Reading passage Block Start

# food and Food



## Vertigo (Aug 6, 2009)

Hey all, 

I have a little question to spring on the chefs of our little community 

Imagine you had a lot of corn, wheat, rice, beans and other basic foodstuffs. (mostly grains) Although this is nourishment, it is not exactly a gourmet meal. How would you go about it to make these basic foods into Food. Something you can eat more than just once or twice, but something that can actually be appetizing. 

I am thinking of cheap spices, oil's, and other such things. Does anyone have suggestions for cheap 'food enhancers' or even recipe's? 

Looking forward to your suggestions!

V.


----------



## kejmack (May 17, 2011)

Beans and cornbread....jambalaya.... burritos...yum! I can think of tons of stuff to make because I already cook this way. The important thing is to cook with your prep foods BEFORE disaster hits so you know what you are doing.


----------



## JackDanielGarrett (Sep 27, 2010)

V, 
Other items I stock is canned mushrooms and Ro-tel tomatoes. I stock the large containers of onion and garlic powders and cajun seasoning. Also kept in quantity is powdered brown gravy. your right, things DO need enhancing from time to time.


----------



## Vertigo (Aug 6, 2009)

JackDanielGarrett said:


> V,
> Other items I stock is canned mushrooms and Ro-tel tomatoes. I stock the large containers of onion and garlic powders and cajun seasoning. Also kept in quantity is powdered brown gravy. your right, things DO need enhancing from time to time.


The onion, garlic and cajun powders is a good idea, but that powdered brown gravy is a great one. Should make anything a bit more tasty! Thanks JDG!


----------



## Clarice (Aug 19, 2010)

Like I have stated before I like beans and rice but that can get boaring. Therefore I stock all kinds of spices and condiments. Powdered taco, chilli mix, gravy mixes etc. I have my mother's cookbooks some dated in the 1930's with some great cook from scratch recipes.


----------



## prairie (Jun 11, 2011)

Chicken and beef bouillon also add lots of flavor.


----------



## drissel (Oct 23, 2011)

Just think of what bubba said to Forrest Gump about shrimp and the ways to cook it


----------



## NaeKid (Oct 17, 2008)

I love my maple-baked beans, my chipotle-baked beans and all kinds of other sweet or spicey meals.

Reading passage Block End
Data supplied Block Start

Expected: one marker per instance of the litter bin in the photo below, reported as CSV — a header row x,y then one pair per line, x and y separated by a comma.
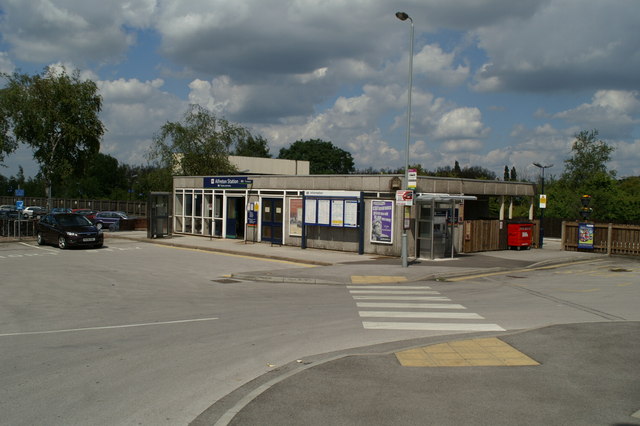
x,y
519,235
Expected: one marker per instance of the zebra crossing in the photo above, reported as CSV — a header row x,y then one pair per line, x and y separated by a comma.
x,y
413,308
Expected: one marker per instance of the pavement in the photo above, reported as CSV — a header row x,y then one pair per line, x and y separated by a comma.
x,y
550,376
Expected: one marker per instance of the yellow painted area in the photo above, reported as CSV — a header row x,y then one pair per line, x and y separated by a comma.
x,y
376,279
222,253
486,352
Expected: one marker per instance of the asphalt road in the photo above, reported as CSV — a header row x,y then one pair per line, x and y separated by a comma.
x,y
137,333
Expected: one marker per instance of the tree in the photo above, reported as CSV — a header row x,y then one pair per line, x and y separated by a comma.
x,y
589,159
252,146
324,157
198,146
56,114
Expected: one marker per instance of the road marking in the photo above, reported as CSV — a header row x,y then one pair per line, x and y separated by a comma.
x,y
393,292
397,314
410,305
430,326
467,353
368,279
388,287
109,327
415,298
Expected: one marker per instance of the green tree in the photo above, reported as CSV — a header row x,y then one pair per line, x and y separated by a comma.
x,y
324,157
56,114
252,146
589,159
197,146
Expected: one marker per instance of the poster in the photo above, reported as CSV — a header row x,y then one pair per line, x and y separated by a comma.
x,y
295,216
350,213
324,209
310,212
382,221
337,212
585,235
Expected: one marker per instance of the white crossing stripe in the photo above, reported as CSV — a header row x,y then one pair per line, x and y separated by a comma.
x,y
390,303
398,314
388,287
393,292
416,298
410,305
430,326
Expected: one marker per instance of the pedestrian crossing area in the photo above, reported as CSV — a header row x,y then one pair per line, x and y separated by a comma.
x,y
419,308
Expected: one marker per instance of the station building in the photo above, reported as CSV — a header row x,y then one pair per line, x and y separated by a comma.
x,y
284,205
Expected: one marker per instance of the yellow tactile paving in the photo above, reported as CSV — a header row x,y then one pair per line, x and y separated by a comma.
x,y
467,353
376,279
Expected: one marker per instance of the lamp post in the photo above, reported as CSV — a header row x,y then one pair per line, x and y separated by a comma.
x,y
540,166
403,17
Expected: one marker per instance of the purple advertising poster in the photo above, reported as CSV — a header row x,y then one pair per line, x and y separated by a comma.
x,y
382,221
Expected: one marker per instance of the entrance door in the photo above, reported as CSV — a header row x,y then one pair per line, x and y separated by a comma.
x,y
434,236
235,217
272,215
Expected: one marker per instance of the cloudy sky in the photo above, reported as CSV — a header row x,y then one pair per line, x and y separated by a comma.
x,y
495,82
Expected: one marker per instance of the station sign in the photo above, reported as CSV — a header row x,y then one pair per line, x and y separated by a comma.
x,y
227,182
404,198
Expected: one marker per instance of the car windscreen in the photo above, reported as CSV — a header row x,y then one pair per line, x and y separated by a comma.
x,y
72,220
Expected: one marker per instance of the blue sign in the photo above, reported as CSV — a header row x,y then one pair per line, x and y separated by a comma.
x,y
227,182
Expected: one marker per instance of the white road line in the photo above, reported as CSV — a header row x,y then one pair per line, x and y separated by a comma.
x,y
388,287
396,314
416,298
393,292
110,327
430,326
410,305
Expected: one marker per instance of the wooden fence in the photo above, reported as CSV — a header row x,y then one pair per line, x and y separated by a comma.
x,y
492,234
608,238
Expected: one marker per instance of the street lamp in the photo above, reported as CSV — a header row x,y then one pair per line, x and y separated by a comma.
x,y
540,166
403,17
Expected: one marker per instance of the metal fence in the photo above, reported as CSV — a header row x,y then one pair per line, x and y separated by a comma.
x,y
17,228
130,207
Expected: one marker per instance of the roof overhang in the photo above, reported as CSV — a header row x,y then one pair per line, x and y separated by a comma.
x,y
439,197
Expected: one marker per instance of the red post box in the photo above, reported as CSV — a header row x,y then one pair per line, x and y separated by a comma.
x,y
519,235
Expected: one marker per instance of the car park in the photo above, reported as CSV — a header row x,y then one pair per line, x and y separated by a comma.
x,y
60,210
8,211
88,213
68,230
109,219
32,212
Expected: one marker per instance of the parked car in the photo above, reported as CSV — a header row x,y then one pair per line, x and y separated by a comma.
x,y
88,213
33,211
109,219
60,210
68,230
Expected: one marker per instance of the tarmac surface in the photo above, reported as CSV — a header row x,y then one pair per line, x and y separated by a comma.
x,y
574,374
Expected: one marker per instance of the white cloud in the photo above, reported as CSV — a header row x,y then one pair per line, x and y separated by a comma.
x,y
614,113
565,44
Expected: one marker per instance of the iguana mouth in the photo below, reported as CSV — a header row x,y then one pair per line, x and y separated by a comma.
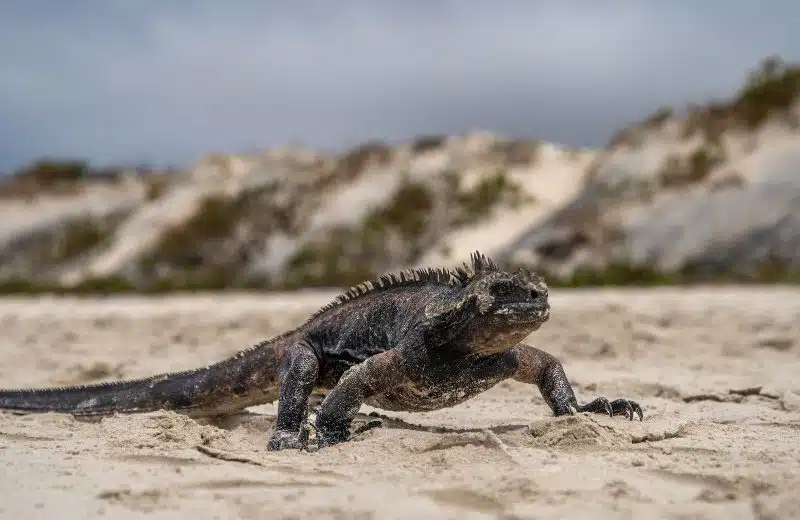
x,y
524,311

Data supplied Block End

» Exercises:
1. In the food thread, which two canned items does JackDanielGarrett say he stocks?
2. Repeat the food thread from "Imagine you had" to "to your suggestions!".
3. Say whether each statement agrees with the food thread, answering yes or no and quoting the deciding words. (a) Clarice has her mother's cookbooks, some of them dated in the 1930s. (b) prairie says chicken and beef bouillon add flavor. (c) kejmack advises waiting until disaster hits before cooking with prep foods.
The records play no part in this work.

» Expected outputs:
1. Canned mushrooms and Ro-tel tomatoes.

2.
Imagine you had a lot of corn, wheat, rice, beans and other basic foodstuffs. (mostly grains) Although this is nourishment, it is not exactly a gourmet meal. How would you go about it to make these basic foods into Food. Something you can eat more than just once or twice, but something that can actually be appetizing. 

I am thinking of cheap spices, oil's, and other such things. Does anyone have suggestions for cheap 'food enhancers' or even recipe's? 

Looking forward to your suggestions!

3.
(a) Yes: "I have my mother's cookbooks some dated in the 1930's"
(b) Yes: "Chicken and beef bouillon also add lots of flavor."
(c) No: "The important thing is to cook with your prep foods BEFORE disaster hits so you know what you are doing."